■ **Aim of the task**:
Could you write out the listing below again, exactly?

=== Source information ===

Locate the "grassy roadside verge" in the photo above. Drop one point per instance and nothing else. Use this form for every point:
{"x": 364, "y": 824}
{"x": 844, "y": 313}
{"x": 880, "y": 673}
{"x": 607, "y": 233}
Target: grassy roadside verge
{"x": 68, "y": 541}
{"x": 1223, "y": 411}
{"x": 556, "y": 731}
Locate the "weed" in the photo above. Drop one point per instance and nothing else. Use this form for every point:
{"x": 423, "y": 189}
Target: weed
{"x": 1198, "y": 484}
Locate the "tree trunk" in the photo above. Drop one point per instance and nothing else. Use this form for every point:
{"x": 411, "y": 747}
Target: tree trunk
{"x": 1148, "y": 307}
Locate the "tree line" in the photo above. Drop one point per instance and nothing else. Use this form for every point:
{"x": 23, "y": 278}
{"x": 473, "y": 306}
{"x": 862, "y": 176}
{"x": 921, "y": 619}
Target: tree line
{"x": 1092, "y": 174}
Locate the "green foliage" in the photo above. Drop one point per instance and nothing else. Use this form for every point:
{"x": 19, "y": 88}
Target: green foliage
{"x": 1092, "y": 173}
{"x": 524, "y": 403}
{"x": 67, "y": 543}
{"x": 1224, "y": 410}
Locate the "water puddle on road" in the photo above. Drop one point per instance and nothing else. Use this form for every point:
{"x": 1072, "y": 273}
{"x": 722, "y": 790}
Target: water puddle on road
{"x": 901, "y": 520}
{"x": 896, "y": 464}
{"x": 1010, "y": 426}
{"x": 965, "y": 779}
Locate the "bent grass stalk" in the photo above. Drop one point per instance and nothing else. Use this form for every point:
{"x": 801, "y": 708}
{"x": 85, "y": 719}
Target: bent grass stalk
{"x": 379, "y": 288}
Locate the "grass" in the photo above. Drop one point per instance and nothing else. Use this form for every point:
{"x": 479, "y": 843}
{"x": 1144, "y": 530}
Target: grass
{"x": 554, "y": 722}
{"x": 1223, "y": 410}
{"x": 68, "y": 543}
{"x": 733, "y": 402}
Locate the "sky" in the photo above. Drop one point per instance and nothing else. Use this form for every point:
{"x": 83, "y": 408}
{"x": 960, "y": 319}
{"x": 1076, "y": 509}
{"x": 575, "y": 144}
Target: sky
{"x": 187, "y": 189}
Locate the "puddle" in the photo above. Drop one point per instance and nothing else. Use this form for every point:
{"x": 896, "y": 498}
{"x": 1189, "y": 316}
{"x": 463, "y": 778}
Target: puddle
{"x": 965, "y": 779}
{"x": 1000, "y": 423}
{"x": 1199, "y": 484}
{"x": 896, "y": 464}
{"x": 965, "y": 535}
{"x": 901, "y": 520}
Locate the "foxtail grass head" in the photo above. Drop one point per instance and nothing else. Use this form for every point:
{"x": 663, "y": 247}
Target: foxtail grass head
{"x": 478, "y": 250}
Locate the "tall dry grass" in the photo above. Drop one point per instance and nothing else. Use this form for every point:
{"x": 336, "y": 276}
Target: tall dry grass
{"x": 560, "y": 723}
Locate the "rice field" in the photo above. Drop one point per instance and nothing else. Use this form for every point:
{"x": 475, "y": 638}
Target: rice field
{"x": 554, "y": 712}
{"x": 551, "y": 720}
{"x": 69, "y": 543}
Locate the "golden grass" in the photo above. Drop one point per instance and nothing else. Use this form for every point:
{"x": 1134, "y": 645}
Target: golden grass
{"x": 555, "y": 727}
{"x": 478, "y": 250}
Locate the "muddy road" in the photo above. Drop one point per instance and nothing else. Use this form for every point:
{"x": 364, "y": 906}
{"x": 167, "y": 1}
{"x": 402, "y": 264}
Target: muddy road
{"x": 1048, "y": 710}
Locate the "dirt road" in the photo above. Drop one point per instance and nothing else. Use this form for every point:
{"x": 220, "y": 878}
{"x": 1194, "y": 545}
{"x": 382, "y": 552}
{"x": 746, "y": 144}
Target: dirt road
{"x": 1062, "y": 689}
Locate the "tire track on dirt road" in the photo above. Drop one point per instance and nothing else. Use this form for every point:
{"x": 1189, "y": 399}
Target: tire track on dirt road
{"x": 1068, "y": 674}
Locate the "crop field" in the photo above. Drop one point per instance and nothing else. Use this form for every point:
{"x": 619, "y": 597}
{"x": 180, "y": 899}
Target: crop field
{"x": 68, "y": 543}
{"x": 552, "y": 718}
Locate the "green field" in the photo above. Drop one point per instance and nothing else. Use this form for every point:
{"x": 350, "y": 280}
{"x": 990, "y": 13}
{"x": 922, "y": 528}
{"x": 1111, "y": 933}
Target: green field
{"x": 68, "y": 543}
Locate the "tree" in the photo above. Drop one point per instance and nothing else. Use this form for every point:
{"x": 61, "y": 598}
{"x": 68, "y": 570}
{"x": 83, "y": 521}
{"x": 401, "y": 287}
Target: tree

===

■ **Task answer**:
Locate the "grassy roadside verge" in the photo above. Drop one point per instance and nothing else. Use this form for every point:
{"x": 364, "y": 824}
{"x": 844, "y": 313}
{"x": 880, "y": 673}
{"x": 607, "y": 233}
Target: grassy roadside verge
{"x": 68, "y": 541}
{"x": 1223, "y": 411}
{"x": 556, "y": 731}
Locate the "weed" in the photo above. Drop one point per instance and nothing else. Use this form for every point:
{"x": 423, "y": 189}
Target: weed
{"x": 1198, "y": 484}
Locate the "tree trunk" in the photo above. Drop one point per instance and nothing else. Use this form for every point:
{"x": 411, "y": 747}
Target: tree trunk
{"x": 1148, "y": 307}
Locate the "tree line" in the photo above. Drop one point per instance and nothing else. Use this form for every point:
{"x": 23, "y": 278}
{"x": 473, "y": 306}
{"x": 862, "y": 176}
{"x": 921, "y": 619}
Target: tree line
{"x": 1092, "y": 174}
Locate the "green foliage" in the photo above. Drop one point per instance and nothing else. Use this form for every point:
{"x": 19, "y": 88}
Target: green foliage
{"x": 1092, "y": 173}
{"x": 524, "y": 403}
{"x": 67, "y": 543}
{"x": 1224, "y": 410}
Locate the "water puddle on road" in the photo above. Drop one point per instance and nothing else. Use this form for every point:
{"x": 1072, "y": 273}
{"x": 722, "y": 790}
Target: water puddle on road
{"x": 901, "y": 520}
{"x": 896, "y": 464}
{"x": 1010, "y": 426}
{"x": 965, "y": 779}
Locate the "bent grass stalk" in the photo above. Drop one point per instance and nothing else. Use this form for every point:
{"x": 801, "y": 708}
{"x": 85, "y": 719}
Target: bent grass stalk
{"x": 379, "y": 288}
Locate the "grass" in the photo above. Drop one point per instance and nothing else. Use this form for every point:
{"x": 479, "y": 843}
{"x": 1144, "y": 530}
Target: grass
{"x": 554, "y": 722}
{"x": 1223, "y": 410}
{"x": 68, "y": 543}
{"x": 733, "y": 402}
Locate the "sky" in the photo above. Drop one point per instance and nothing else. Use this form for every point:
{"x": 83, "y": 408}
{"x": 960, "y": 319}
{"x": 1076, "y": 509}
{"x": 575, "y": 144}
Target: sky
{"x": 187, "y": 189}
Locate the "puddle" in the photo above. Drop one point per instance and nothing else. Use this form for every point:
{"x": 896, "y": 498}
{"x": 1189, "y": 316}
{"x": 463, "y": 778}
Target: puddle
{"x": 965, "y": 779}
{"x": 1000, "y": 423}
{"x": 1199, "y": 484}
{"x": 896, "y": 464}
{"x": 965, "y": 535}
{"x": 901, "y": 520}
Locate the "foxtail grass head" in the photo above. Drop one point per instance and nothing else. Use this form for every point:
{"x": 663, "y": 247}
Target: foxtail grass head
{"x": 478, "y": 250}
Locate the "tall dry grass" in the photo above. Drop one point per instance and nothing else. Use this form for every point:
{"x": 336, "y": 276}
Target: tall dry grass
{"x": 560, "y": 723}
Locate the "rice field" in the photo above. Drop one point per instance and nothing else. Use this form for every point:
{"x": 475, "y": 638}
Target: rice field
{"x": 554, "y": 712}
{"x": 551, "y": 720}
{"x": 69, "y": 543}
Locate the "golden grass" in the photo above. Drop one point per instance and nothing else. Use this form for every point:
{"x": 1134, "y": 645}
Target: golden grass
{"x": 555, "y": 727}
{"x": 478, "y": 250}
Locate the "muddy road" in the photo above. Drop one point per instance and nothing else. Use this form for every point:
{"x": 364, "y": 906}
{"x": 167, "y": 1}
{"x": 402, "y": 264}
Target: muddy road
{"x": 1048, "y": 710}
Locate the "dirt road" in the photo above. Drop one point per instance and nothing else. Use this form for every point:
{"x": 220, "y": 878}
{"x": 1194, "y": 545}
{"x": 382, "y": 552}
{"x": 746, "y": 144}
Target: dirt road
{"x": 1062, "y": 689}
Locate the "tire track on dirt road" in the photo above. Drop one point per instance and nothing else. Use this form for every point:
{"x": 1189, "y": 399}
Target: tire track on dirt road
{"x": 1068, "y": 674}
Locate the "crop field" in the photo above. Drop one point per instance and nothing else. Use this form for every point:
{"x": 619, "y": 597}
{"x": 180, "y": 899}
Target: crop field
{"x": 68, "y": 543}
{"x": 552, "y": 718}
Locate the "green field" in the photo above. Drop one point per instance and nothing else. Use this form for every point:
{"x": 350, "y": 280}
{"x": 990, "y": 13}
{"x": 922, "y": 528}
{"x": 1111, "y": 933}
Target: green field
{"x": 68, "y": 543}
Locate the "tree" in the photo above. Drop one point per instance and nothing else. Use this form for every point:
{"x": 61, "y": 598}
{"x": 68, "y": 570}
{"x": 83, "y": 521}
{"x": 401, "y": 287}
Target: tree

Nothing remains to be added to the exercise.